## TASK STATEMENT
Please copy everything from the line containing "drawmask --target microphone" down to the end of the entries, keeping the requests unchanged. In the answers, offset every number by 108, both the viewBox values and the path coordinates.

==== MATERIAL FOR THIS TASK ====

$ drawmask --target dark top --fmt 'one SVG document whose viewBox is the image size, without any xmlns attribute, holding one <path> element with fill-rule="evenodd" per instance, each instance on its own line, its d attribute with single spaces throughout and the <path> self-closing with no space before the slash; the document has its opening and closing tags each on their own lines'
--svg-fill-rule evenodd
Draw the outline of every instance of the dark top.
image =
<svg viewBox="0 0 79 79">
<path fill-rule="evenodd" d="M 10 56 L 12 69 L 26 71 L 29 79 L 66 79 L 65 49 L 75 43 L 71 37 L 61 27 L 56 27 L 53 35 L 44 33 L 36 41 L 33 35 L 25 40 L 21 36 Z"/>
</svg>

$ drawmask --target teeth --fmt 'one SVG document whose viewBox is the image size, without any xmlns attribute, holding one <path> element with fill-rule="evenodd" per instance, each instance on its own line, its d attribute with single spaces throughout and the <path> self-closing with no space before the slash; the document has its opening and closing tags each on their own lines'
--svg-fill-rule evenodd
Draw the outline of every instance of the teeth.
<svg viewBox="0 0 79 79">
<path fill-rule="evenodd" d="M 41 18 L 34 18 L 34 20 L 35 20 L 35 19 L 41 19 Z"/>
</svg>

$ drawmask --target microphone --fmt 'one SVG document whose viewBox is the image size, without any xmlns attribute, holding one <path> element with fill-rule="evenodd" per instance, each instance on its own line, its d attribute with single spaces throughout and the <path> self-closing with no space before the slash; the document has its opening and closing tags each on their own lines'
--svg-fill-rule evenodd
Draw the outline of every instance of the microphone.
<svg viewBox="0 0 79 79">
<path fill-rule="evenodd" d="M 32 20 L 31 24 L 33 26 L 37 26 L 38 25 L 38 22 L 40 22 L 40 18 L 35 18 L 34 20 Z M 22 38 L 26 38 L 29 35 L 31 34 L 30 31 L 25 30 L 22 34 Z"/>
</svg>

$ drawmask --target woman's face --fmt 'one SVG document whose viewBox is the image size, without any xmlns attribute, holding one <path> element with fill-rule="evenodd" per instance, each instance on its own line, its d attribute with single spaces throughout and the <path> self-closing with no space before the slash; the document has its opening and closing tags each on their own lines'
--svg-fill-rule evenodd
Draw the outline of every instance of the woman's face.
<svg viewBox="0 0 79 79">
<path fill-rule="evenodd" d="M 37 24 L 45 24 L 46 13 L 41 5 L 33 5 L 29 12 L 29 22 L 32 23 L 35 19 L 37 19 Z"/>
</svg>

====

## RESULT OF THIS EXERCISE
$ drawmask --target microphone --fmt 'one SVG document whose viewBox is the image size, without any xmlns attribute, holding one <path> element with fill-rule="evenodd" per instance, each instance on its own line, its d attribute with single spaces throughout and the <path> self-closing with no space before the slash; the document has its opening and closing tags each on their own lines'
--svg-fill-rule evenodd
Draw the outline of every instance of the microphone.
<svg viewBox="108 108 187 187">
<path fill-rule="evenodd" d="M 140 128 L 139 132 L 141 134 L 145 134 L 146 133 L 146 130 L 148 130 L 148 126 L 143 126 L 142 128 Z M 130 146 L 134 146 L 137 143 L 139 142 L 138 139 L 133 138 L 130 142 Z"/>
</svg>

$ drawmask --target woman's face --fmt 'one SVG document whose viewBox is the image size, without any xmlns attribute, holding one <path> element with fill-rule="evenodd" per instance, each instance on its own line, its d attribute with single spaces throughout and the <path> self-closing with no space before the slash; the document has its opening and closing tags each on their own lines'
--svg-fill-rule evenodd
Draw the outline of every instance of the woman's face.
<svg viewBox="108 108 187 187">
<path fill-rule="evenodd" d="M 145 132 L 153 132 L 154 121 L 149 113 L 141 113 L 137 120 L 137 130 L 140 131 L 143 127 L 145 127 Z"/>
</svg>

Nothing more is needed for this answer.